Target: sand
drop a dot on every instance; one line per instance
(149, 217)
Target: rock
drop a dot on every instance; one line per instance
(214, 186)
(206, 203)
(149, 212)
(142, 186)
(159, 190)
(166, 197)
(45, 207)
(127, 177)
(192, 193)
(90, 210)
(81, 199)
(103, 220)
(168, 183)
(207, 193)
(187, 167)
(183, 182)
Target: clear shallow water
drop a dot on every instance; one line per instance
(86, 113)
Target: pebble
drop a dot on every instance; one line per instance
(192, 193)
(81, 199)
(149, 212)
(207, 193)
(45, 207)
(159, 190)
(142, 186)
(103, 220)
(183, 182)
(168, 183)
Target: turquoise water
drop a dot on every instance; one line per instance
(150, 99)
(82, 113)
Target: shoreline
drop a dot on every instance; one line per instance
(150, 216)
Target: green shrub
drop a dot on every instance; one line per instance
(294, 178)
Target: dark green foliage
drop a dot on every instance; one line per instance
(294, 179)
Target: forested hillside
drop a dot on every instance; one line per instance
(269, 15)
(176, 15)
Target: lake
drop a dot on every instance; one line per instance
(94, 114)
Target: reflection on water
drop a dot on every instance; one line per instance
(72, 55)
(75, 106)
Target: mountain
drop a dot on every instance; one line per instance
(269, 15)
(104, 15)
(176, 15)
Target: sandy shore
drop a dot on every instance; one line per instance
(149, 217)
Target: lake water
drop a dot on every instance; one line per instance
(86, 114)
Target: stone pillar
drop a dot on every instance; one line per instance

* * *

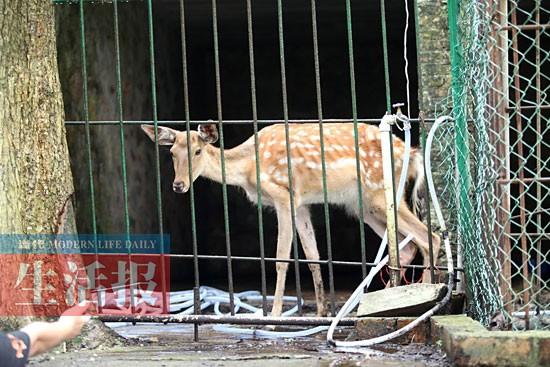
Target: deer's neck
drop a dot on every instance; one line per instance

Objective: Count the lines in the items above that contain the word "green", and reply with the number only.

Output for this task: 2